Texto de partida:

=-=-=

Em comum, pedem o fim da praxe. A regulação ou a proibição da praxe.
A violência e a humilhação não resultam da praxe mas de quem a conduz - um imbecil será sempre um imbecil, numa praxe ou em qualquer lugar onde possa exercer autoridade, ainda que uma autoridade relativa. Portanto, o problema da praxe será, aqui, o de facilitar um palco aos imbecis.
Será isso motivo para a proibir? Penso que, já que gostam de proibir, seria mais produtivo proibir a imbecilidade, pois os que não se revelam na praxe revelar-se-ão assim que com subalternos - e nessa altura já será tarde para os responsabilizar. Mas adiante.
Excluídas assim, e liminarmente, as causas violência e humilhação porque não inerentes à praxe, resta a questão da hierarquização entre pares. Será grave, esta hierarquização? Toda a sociedade está hierarquizada: no trabalho, entre trabalhos, no lazer, na família... até num grupo de café há os que lideram as conversas, os que seguem a linha de conversa e os que aguardam que os primeiros se riam para rirem também... A hierarquia não é novidade, a sua dinâmica é que o poderá ser. Porque pertencer a uma estutura, qualquer estrutura, passa por ocupar um lugar definido e respeitar algumas regras, e no ensino superior, passados os períodos tradicionais de festa, não há efectiva hierarquia entre os alunos dos vários anos de frequência universitária. O que verdadeiramente interessa, parece-me, é que a dinâmica da praxe não seja abusiva e que a participação seja encarada como facultativa - uma opção pessoal e intransmissível.

=-=-=

Exercício escrito A:
De acordo com o texto sobre a praxe, que questão resta depois de excluídas a violência e a humilhação como causas?
Exercício escrito B:
Transcreve do texto sobre a praxe o trecho que vai desde "Será isso motivo" até "responsabilizar. Mas adiante.", ambos incluídos.

=-=-=

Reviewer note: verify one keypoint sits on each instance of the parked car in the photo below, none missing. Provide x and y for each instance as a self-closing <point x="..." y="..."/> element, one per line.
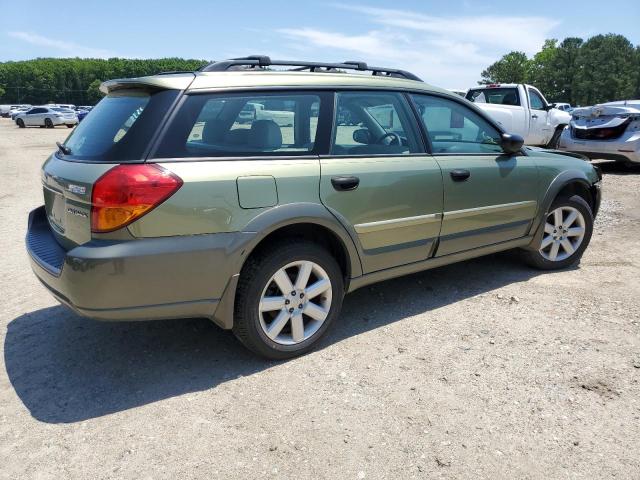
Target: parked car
<point x="264" y="232"/>
<point x="609" y="131"/>
<point x="565" y="107"/>
<point x="522" y="109"/>
<point x="462" y="93"/>
<point x="67" y="106"/>
<point x="8" y="110"/>
<point x="256" y="111"/>
<point x="5" y="110"/>
<point x="14" y="113"/>
<point x="46" y="117"/>
<point x="81" y="113"/>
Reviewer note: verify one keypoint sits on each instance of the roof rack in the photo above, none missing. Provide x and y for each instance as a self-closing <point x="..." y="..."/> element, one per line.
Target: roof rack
<point x="262" y="61"/>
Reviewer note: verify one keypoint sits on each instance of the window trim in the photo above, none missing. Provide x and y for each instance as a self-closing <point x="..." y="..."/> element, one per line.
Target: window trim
<point x="544" y="100"/>
<point x="517" y="90"/>
<point x="464" y="104"/>
<point x="320" y="145"/>
<point x="323" y="152"/>
<point x="409" y="112"/>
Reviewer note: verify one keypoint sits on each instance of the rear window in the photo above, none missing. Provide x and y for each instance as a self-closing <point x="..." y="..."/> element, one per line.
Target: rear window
<point x="498" y="96"/>
<point x="120" y="127"/>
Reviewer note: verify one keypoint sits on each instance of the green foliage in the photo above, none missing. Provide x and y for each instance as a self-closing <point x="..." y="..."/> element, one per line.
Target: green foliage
<point x="604" y="68"/>
<point x="68" y="80"/>
<point x="93" y="92"/>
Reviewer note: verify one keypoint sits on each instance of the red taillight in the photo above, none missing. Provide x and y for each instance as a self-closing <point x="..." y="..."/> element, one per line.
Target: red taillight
<point x="126" y="192"/>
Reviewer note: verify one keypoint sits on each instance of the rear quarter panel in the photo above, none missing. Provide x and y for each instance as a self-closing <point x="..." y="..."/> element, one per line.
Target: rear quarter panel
<point x="209" y="202"/>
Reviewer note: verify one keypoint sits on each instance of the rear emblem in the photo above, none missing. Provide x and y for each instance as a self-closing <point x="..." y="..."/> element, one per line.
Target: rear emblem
<point x="77" y="189"/>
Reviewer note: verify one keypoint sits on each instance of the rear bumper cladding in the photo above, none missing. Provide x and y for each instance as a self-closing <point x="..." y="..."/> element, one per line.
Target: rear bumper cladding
<point x="143" y="279"/>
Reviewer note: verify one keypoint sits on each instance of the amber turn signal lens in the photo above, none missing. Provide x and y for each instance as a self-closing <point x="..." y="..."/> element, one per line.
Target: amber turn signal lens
<point x="127" y="192"/>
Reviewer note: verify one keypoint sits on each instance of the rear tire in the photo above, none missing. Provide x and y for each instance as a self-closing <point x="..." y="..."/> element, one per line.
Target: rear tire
<point x="277" y="323"/>
<point x="567" y="231"/>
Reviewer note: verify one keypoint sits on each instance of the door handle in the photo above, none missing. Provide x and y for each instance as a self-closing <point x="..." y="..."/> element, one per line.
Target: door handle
<point x="345" y="183"/>
<point x="459" y="175"/>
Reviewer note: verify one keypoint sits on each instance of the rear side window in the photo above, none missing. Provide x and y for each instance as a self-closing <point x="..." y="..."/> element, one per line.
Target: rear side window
<point x="229" y="125"/>
<point x="373" y="123"/>
<point x="497" y="96"/>
<point x="120" y="127"/>
<point x="455" y="128"/>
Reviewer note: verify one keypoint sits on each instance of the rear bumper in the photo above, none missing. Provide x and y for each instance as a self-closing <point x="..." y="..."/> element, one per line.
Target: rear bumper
<point x="144" y="279"/>
<point x="626" y="148"/>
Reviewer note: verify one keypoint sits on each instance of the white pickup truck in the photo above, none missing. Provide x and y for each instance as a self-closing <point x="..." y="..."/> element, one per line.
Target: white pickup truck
<point x="521" y="109"/>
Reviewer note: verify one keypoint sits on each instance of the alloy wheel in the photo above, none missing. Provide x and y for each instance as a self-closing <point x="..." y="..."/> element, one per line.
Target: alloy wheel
<point x="564" y="231"/>
<point x="295" y="302"/>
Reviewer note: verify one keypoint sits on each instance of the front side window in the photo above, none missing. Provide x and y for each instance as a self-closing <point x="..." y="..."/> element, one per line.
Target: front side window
<point x="497" y="96"/>
<point x="218" y="125"/>
<point x="455" y="128"/>
<point x="373" y="123"/>
<point x="536" y="100"/>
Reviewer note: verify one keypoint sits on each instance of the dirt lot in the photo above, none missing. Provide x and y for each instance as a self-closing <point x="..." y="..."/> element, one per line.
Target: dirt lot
<point x="485" y="369"/>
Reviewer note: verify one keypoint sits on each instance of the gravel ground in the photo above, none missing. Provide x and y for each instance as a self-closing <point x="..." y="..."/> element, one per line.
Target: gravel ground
<point x="485" y="369"/>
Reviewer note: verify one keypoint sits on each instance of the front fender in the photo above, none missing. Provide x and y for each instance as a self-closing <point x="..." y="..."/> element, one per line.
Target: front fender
<point x="555" y="187"/>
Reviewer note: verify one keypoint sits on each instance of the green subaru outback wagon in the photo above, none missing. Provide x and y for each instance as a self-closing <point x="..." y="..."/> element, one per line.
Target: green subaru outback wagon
<point x="257" y="193"/>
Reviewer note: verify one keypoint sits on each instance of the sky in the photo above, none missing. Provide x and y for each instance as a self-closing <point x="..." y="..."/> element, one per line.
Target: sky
<point x="447" y="43"/>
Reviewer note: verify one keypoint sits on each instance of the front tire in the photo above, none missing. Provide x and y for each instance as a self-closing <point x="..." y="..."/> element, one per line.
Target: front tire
<point x="287" y="298"/>
<point x="567" y="231"/>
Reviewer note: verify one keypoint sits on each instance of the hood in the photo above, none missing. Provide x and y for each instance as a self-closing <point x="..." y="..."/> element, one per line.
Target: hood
<point x="622" y="109"/>
<point x="550" y="152"/>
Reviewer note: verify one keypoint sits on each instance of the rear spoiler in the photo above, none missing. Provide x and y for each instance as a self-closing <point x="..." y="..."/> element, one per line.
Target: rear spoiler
<point x="177" y="81"/>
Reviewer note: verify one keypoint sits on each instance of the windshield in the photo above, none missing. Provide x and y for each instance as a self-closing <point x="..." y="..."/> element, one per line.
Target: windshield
<point x="120" y="127"/>
<point x="498" y="96"/>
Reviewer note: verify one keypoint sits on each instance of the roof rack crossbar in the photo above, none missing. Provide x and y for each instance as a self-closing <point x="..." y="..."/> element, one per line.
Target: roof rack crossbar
<point x="261" y="61"/>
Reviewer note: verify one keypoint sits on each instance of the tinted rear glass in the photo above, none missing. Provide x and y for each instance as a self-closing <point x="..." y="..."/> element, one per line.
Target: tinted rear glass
<point x="498" y="96"/>
<point x="120" y="127"/>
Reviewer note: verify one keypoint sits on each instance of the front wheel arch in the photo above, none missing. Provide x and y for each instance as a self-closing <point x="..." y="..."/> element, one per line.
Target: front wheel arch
<point x="567" y="182"/>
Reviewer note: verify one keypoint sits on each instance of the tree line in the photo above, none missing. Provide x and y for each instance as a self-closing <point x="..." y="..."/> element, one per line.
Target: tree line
<point x="601" y="69"/>
<point x="75" y="80"/>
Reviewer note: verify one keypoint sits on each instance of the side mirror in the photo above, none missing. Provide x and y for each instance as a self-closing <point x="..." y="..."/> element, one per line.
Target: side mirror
<point x="511" y="143"/>
<point x="362" y="135"/>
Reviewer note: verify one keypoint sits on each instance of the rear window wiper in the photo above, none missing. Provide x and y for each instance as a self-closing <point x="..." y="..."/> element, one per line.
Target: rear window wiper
<point x="64" y="149"/>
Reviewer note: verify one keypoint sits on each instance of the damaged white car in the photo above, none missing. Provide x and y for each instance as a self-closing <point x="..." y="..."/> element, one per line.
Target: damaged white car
<point x="609" y="131"/>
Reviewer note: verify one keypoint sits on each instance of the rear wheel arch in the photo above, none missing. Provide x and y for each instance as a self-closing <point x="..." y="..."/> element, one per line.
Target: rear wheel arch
<point x="316" y="231"/>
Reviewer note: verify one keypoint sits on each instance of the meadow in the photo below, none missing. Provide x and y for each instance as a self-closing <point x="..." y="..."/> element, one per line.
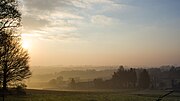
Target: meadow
<point x="124" y="95"/>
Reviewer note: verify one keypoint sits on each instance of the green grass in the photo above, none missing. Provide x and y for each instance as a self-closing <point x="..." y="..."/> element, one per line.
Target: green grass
<point x="38" y="95"/>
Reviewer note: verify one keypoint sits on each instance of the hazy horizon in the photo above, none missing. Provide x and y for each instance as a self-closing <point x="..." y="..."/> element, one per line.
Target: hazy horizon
<point x="101" y="32"/>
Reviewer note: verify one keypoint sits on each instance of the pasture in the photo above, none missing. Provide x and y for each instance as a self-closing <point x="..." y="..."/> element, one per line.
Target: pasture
<point x="123" y="95"/>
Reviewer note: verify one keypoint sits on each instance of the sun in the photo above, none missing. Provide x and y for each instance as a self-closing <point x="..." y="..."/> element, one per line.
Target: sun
<point x="25" y="44"/>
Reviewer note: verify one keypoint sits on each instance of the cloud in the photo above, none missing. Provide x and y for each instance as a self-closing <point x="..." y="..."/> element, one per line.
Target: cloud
<point x="103" y="20"/>
<point x="52" y="19"/>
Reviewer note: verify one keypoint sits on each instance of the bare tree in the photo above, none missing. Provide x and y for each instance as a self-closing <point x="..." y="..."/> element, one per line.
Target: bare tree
<point x="13" y="58"/>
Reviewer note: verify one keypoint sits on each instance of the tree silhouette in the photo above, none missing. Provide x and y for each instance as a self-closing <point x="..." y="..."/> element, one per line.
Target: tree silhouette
<point x="13" y="58"/>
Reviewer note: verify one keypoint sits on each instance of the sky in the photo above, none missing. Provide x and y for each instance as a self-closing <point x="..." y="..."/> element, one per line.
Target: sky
<point x="102" y="32"/>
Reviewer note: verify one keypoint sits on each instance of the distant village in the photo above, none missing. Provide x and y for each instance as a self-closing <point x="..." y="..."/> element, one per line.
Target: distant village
<point x="165" y="77"/>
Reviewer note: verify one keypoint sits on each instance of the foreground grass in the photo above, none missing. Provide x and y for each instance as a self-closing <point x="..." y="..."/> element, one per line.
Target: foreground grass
<point x="43" y="95"/>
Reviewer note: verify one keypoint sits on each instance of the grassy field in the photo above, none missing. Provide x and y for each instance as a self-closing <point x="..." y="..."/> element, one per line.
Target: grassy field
<point x="126" y="95"/>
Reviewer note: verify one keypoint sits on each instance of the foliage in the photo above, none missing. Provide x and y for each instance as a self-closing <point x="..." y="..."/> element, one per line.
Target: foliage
<point x="13" y="58"/>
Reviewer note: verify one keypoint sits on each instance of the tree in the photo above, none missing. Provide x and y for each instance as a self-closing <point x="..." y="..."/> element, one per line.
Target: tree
<point x="144" y="79"/>
<point x="14" y="66"/>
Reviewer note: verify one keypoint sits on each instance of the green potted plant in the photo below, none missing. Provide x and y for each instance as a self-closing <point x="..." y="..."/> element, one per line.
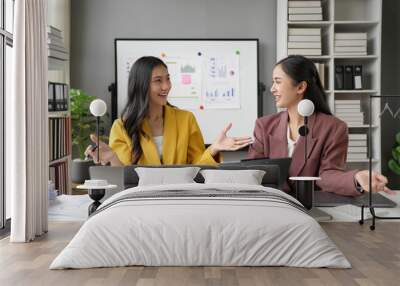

=-=-=

Resolução do exercício A:
A questão da hierarquização entre pares.

Resolução do exercício B:
Será isso motivo para a proibir? Penso que, já que gostam de proibir, seria mais produtivo proibir a imbecilidade, pois os que não se revelam na praxe revelar-se-ão assim que com subalternos - e nessa altura já será tarde para os responsabilizar. Mas adiante.